Answer these questions from the page excerpt on catastrophe losses:
(a) Which insurer will post a second-quarter operating loss?
(b) How many acres has the brush fire in West Miami-Dade consumed so far?
(c) According to Jindal, how much cropland within the Atchafalaya basin would be affected when the floodway opens?

▶ **Page excerpt**:
◇ ◇ ◇ ◇ ◇ ◇ ◇

This morning we reported that Travelers will post a second-quarter operating loss, owing to more than $1 billion in catastrophe losses. It's hard to resist the conclusion that many more such announcements will emerge from carriers throughout the year. This week saw several natural disasters to add to those that have already accumulated since Jan. 1, and Atlantic Hurricane Season has only just begun.
As the story referenced above reports:
Even without a major hurricane having made landfall, insurers are on track to post their largest catastrophe losses ever, due largely to earthquakes in Japan and New Zealand and a series of once-in-a-century tornados.
The least of disaster news this week was of a brush fire in West Miami-Dade that so far has consumed more than 50,000 acres. In the Western United States, a fire of near-historical proportions burns in Arizona, with terrible and spectacular results. In South America, Chile's majestic Puyehue volcano has erupted, jamming up Chilean and Argentine airports and yielding images of enormous ash clouds rising into the atmosphere, and ash-covered streets in Chile's Lake District and Argentina's resort city of Bariloche.
This week I happened to fly over the Western United States several times and saw only quiescent volcanoes, but observed something else of significance on the prominences of the Cascade and Rocky Mountain ranges: an enormous and highly unseasonable amount of snow remains trapped in the Mountains of the West.
The significance of this excessive snowpack is yet to be felt, whether in terms of insurance or economic losses. High levels of precipitation have already caused widespread flooding in the Mississippi River system, straining flood control infrastructure. According to one article, flooding in New Orleans could be massive if officials don't open the Morganza spillway. Their reluctance to do so is because of other downstream problems the increased volume of water in the river will cause, as explained by Louisiana Governor Bobby Jindal:
"Based on various inundation maps, you're looking at roughly 3 million acres that will be impacted, be underwater," when the floodway opens, Jindal said. "That includes about 18,000 acres of cropland just within the Atchafalaya basin."

◇ ◇ ◇ ◇ ◇ ◇ ◇

▶ **Recorded information**:
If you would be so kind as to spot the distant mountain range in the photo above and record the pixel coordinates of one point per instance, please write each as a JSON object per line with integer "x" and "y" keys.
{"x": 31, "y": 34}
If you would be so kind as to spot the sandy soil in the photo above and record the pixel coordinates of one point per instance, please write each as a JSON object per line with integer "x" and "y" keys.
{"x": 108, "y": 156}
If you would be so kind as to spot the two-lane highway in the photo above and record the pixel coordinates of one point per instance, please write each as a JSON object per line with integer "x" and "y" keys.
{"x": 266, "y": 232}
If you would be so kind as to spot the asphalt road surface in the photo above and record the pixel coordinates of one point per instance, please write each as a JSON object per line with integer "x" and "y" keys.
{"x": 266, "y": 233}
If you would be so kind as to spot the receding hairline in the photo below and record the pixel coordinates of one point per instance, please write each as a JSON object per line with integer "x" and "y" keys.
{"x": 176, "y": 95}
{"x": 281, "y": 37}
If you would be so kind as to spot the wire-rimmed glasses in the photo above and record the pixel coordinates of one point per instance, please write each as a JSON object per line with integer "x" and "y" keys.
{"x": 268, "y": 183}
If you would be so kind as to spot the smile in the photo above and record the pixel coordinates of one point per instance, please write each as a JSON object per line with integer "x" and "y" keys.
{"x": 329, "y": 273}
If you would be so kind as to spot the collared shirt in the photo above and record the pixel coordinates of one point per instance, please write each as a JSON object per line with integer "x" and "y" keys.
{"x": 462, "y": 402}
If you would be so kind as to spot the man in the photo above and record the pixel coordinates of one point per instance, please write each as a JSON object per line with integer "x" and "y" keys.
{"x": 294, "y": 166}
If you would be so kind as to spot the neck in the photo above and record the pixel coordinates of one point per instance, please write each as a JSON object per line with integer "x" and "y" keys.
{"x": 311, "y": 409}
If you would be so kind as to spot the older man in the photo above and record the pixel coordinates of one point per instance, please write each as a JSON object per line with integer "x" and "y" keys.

◇ ◇ ◇ ◇ ◇ ◇ ◇

▶ **Reply**:
(a) Travelers
(b) More than 50,000 acres
(c) About 18,000 acres